Se trata de asuntos en los que Chile tiene un enorme déficit. Nos obliga a mirar la sociedad como una colección dispersa de individuos, más que como una entidad única que los agrupa. Si bien el tejido social del país se vio intencionadamente deteriorado durante la dictadura, la tarea de recomposición fue descuidada por las administraciones de distinto signo durante la etapa de recuperación de la democracia. Entonces, la única legitimidad de la estrategia de desarrollo provino del crecimiento acelerado; cuando este decayó, se resintió la confianza de la sociedad en las instituciones, acumulándose parte importante de las tensiones que no se han podido resolver.
El buen desempeño de la economía durante los “años dorados” nos hizo pensar que los problemas más estructurales del país se resolverían prácticamente con el paso del tiempo, lo que postergó una reflexión política profunda que insertara nuestro proyecto de desarrollo en una realidad que mostraba luces y sombras. Así, se fue postergando el ejercicio de la política más relacional y cooperativa, de ampliación del espacio público y alejada de los tradicionales modelos de jerarquía y control.

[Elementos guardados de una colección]

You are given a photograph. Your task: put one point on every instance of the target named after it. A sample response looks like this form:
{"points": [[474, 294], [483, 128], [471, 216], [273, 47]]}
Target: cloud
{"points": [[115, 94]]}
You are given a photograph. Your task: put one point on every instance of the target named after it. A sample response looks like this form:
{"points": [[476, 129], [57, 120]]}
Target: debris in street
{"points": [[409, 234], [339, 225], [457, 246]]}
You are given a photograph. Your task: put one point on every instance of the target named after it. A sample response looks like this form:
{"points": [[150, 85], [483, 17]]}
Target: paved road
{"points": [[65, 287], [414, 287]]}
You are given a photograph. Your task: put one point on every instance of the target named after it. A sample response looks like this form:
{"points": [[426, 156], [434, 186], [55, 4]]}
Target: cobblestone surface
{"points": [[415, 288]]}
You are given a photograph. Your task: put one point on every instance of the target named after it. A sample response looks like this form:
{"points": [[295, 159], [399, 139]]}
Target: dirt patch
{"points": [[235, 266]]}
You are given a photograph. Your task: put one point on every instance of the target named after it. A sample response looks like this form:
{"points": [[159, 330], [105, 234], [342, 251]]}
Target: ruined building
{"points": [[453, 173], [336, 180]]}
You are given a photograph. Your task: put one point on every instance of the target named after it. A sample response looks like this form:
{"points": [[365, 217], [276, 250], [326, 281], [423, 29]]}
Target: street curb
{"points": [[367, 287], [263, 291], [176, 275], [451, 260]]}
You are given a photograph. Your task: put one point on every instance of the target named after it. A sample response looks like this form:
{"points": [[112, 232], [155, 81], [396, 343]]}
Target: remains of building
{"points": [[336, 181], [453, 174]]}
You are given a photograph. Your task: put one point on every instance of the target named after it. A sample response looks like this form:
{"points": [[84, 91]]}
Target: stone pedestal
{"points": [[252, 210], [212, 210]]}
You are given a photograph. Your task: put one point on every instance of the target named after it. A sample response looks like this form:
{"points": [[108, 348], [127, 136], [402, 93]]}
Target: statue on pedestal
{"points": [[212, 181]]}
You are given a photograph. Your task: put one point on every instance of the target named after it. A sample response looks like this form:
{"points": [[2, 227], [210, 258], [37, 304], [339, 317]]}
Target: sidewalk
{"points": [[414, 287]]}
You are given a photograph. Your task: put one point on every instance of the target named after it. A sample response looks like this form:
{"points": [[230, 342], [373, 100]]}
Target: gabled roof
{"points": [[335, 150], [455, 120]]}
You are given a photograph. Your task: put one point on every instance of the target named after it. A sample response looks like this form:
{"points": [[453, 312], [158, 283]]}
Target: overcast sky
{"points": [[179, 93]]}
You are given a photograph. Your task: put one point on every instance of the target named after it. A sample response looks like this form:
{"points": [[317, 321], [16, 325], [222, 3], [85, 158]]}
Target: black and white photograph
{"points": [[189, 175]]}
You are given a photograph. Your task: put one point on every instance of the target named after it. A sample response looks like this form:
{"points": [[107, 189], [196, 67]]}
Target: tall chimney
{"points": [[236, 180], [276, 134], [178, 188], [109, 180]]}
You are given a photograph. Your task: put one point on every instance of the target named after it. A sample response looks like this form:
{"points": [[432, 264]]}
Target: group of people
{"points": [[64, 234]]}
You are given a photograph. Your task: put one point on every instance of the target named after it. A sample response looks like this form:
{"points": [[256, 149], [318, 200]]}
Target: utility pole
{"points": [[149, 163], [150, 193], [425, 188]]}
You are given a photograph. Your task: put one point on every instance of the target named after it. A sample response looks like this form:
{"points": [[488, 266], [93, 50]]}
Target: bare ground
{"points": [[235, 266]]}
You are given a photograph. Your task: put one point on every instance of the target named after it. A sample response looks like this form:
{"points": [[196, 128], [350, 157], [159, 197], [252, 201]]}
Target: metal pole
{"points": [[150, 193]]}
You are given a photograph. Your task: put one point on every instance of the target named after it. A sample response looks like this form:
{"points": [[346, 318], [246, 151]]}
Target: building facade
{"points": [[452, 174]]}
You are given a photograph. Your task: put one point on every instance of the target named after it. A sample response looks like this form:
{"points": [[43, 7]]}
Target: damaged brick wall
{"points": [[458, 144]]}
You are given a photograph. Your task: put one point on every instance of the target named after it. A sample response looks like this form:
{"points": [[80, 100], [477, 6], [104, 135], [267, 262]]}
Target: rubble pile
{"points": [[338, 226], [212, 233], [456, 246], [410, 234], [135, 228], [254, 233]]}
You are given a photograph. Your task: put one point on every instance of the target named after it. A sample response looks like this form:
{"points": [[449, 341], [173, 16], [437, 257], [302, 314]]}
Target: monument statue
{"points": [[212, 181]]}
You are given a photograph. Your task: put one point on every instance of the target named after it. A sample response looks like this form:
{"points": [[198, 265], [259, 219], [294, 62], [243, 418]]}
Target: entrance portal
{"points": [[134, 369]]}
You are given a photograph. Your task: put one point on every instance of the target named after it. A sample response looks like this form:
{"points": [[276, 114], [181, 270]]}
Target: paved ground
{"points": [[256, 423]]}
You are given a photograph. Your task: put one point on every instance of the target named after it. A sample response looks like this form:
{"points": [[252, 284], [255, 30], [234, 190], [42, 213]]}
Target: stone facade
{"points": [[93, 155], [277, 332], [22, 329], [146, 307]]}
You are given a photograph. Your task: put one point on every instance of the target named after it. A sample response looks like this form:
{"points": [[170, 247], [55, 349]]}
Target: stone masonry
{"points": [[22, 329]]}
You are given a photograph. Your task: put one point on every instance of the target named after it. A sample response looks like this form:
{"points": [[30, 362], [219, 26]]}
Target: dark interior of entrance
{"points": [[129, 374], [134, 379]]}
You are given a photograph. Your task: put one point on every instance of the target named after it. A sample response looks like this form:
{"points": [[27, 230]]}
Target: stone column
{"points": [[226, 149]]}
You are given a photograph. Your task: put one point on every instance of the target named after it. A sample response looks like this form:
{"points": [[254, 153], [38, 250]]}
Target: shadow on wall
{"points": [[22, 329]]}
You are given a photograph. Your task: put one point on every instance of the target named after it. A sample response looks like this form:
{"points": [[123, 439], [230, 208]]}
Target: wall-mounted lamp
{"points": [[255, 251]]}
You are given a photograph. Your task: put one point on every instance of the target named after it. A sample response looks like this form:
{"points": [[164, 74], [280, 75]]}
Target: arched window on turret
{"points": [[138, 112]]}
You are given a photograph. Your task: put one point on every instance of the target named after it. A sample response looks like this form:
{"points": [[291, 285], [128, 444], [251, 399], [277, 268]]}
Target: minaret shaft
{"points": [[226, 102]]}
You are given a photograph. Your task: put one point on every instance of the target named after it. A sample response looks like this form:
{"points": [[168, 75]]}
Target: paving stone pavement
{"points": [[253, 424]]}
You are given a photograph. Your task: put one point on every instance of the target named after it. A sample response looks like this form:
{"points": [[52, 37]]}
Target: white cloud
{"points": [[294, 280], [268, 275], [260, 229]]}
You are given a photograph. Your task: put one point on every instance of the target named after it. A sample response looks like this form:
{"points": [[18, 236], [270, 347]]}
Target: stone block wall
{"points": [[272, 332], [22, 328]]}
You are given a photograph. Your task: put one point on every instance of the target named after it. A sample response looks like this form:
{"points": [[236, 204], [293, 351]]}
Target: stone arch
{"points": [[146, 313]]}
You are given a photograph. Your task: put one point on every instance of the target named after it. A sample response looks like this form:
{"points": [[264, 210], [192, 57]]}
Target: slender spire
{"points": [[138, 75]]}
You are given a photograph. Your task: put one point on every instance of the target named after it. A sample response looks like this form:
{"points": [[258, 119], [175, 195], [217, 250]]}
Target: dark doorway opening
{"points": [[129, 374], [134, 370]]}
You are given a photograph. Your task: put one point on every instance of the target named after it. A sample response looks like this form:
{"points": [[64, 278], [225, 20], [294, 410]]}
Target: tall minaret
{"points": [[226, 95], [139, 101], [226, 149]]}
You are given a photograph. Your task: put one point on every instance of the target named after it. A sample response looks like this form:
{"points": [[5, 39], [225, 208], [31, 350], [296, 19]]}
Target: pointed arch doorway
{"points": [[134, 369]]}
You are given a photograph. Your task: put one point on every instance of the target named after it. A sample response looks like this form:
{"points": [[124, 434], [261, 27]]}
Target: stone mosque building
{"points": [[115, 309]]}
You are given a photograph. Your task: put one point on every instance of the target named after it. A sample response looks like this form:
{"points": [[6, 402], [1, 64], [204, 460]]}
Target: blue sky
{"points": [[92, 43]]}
* * *
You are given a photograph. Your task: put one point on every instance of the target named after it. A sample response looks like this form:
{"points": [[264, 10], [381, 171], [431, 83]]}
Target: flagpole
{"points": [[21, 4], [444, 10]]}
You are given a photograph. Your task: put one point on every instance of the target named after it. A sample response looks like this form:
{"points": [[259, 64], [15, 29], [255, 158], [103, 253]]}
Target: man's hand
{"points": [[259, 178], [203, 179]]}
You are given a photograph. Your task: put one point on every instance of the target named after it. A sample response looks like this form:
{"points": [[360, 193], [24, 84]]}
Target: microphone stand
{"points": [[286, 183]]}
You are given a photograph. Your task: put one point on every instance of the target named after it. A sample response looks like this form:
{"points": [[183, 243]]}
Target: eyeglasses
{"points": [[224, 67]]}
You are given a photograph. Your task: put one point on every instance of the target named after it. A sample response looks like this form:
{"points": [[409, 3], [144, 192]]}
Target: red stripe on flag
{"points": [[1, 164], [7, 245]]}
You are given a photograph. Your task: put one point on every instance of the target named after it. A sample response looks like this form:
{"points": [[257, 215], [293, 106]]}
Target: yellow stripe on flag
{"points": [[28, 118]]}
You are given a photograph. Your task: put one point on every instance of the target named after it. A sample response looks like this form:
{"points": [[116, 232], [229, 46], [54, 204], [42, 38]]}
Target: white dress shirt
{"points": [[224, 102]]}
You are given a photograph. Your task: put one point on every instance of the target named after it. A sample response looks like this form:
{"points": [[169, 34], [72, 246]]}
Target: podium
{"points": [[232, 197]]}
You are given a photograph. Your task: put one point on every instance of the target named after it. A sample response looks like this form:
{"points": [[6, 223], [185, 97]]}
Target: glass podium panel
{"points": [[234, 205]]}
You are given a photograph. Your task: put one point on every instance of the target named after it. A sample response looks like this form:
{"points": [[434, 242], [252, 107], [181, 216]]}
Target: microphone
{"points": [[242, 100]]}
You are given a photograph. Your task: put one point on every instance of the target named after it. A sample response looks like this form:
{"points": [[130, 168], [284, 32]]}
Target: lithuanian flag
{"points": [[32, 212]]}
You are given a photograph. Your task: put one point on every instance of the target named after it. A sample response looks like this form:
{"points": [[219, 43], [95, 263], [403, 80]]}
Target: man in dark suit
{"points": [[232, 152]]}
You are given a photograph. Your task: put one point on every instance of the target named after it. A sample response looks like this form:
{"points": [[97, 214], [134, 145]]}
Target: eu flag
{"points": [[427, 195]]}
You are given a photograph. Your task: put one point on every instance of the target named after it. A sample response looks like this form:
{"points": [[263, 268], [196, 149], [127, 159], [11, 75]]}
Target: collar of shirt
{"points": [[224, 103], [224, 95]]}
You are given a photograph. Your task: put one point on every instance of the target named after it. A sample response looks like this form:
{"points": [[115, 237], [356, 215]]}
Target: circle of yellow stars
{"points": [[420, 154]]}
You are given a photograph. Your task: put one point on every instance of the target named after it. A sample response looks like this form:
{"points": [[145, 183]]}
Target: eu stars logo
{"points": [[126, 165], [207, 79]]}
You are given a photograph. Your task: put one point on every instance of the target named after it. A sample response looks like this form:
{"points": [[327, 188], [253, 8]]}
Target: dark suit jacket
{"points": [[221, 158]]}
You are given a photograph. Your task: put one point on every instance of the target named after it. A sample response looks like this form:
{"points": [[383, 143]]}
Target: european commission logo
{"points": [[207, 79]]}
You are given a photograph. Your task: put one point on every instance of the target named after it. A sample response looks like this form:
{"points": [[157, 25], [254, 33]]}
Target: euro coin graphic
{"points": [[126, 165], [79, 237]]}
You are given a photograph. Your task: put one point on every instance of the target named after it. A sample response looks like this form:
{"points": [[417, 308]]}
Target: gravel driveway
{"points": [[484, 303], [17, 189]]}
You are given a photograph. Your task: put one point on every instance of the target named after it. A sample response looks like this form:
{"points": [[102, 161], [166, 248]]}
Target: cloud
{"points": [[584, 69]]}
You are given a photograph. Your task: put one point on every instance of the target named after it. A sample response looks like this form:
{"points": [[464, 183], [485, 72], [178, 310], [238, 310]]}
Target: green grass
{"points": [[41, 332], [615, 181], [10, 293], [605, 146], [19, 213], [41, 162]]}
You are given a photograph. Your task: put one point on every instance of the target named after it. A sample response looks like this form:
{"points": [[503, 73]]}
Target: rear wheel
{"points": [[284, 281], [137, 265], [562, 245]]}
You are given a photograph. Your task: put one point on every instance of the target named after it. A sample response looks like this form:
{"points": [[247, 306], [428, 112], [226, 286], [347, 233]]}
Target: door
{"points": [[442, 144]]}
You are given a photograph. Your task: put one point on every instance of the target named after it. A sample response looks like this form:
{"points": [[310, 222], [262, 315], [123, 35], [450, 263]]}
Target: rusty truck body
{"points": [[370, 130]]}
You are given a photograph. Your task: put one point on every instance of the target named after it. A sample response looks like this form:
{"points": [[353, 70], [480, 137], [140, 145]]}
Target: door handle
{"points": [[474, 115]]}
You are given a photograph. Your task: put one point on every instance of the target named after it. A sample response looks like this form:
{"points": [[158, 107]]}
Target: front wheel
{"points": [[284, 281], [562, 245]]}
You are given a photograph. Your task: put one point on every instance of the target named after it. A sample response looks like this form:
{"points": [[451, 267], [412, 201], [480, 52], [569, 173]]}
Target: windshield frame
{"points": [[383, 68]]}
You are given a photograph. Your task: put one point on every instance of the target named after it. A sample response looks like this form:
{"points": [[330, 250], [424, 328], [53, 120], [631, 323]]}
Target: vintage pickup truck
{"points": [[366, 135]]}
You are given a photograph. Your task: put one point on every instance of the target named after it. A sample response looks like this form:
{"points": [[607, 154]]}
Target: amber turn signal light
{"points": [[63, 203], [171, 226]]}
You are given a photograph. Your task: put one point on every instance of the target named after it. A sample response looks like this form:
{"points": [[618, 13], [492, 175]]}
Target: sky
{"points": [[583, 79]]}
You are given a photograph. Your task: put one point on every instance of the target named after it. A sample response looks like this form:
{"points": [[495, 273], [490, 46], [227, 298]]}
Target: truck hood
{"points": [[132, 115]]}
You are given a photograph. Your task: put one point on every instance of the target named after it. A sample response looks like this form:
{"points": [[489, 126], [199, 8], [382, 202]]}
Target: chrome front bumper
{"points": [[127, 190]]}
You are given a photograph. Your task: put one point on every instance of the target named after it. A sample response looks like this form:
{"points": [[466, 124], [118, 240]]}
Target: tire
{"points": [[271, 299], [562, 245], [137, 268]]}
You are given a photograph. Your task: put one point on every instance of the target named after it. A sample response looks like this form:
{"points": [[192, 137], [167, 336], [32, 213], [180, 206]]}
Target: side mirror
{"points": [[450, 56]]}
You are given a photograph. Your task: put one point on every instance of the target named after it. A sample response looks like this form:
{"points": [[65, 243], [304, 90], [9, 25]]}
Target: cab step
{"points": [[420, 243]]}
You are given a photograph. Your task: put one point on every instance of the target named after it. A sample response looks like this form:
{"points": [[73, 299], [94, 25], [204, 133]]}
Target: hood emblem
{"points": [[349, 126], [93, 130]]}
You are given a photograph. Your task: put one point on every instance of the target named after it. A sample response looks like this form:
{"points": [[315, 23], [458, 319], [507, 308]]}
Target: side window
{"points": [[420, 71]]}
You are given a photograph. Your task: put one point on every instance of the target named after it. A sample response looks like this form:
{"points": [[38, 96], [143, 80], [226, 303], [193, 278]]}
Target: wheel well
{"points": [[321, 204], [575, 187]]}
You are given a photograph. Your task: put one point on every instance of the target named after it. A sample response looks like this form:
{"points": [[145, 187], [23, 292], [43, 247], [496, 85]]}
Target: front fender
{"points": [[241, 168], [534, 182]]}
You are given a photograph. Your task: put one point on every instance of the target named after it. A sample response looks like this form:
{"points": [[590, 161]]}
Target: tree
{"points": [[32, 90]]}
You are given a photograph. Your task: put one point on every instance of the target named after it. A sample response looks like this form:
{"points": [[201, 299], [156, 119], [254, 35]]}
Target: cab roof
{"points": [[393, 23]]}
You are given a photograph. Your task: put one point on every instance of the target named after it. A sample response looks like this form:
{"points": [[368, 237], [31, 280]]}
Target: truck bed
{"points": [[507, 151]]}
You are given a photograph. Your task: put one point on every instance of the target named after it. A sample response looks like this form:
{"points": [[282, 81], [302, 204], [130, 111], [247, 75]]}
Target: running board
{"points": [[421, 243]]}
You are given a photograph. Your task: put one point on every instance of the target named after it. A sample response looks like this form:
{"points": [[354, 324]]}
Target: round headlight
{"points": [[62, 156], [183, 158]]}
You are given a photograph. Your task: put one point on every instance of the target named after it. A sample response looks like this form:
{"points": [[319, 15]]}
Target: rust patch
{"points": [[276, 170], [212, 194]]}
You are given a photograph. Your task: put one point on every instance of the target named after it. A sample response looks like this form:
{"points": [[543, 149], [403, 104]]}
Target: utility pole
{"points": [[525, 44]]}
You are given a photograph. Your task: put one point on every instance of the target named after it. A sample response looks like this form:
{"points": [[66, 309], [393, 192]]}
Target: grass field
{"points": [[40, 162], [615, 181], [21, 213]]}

- **INSTRUCCIONES**
1: Según el pasaje sobre el tejido social de Chile, ¿de dónde provino la única legitimidad de la estrategia de desarrollo durante la recuperación de la democracia?
2: Prosigue el pasaje sobre el tejido social de Chile a partir de su última oración.

- **RESPUESTAS DADAS**
1: Del crecimiento acelerado.

2:
En este contexto, la debilidad del tejido social facilitó la influencia de movimientos sociales fragmentados, empujada por sectores que creen que el proyecto de desarrollo que el país necesita puede emerger desde el agrupamiento de las distintas demandas de estos grupos. En contraste, las conclusiones que emergen de los diversos ejercicios de diálogo ciudadano que se han realizado después del estallido de 2019 muestran que este tejido tiene una riqueza que no puede ser reemplazada por las demandas de grupos fragmentados.
En consecuencia, se hace evidente que para avanzar en el camino del desarrollo necesitaremos reconstituir dicho tejido social a través de tres líneas integradas de acción. Primero, fomentar los procesos de diálogo que desde hace un tiempo se están realizando en el país, como la plataforma “Tenemos que hablar de Chile”, iniciativa de las universidades de Chile y Católica; el trabajo que está organizando el Centro Nansen de Noruega sobre los conflictos en La Araucanía, y el ejercicio de “Los 400”, organizado por la Fundación Tribu con el apoyo del Centro de Democracia Deliberativa de la Universidad de Stanford, entre otras.
Segundo, generar estrategias colaborativas en torno a los desafíos que enfrenta la sociedad. El proceso de vacunación es una demostración de este tipo de iniciativas. Ahora se deben emprender nuevos desafíos, como la creación de buenos puestos de trabajo, lo que requiere del esfuerzo conjunto de muchos actores, incluyendo a las empresas, centros de formación, organizaciones de la sociedad civil e instituciones de seguridad social.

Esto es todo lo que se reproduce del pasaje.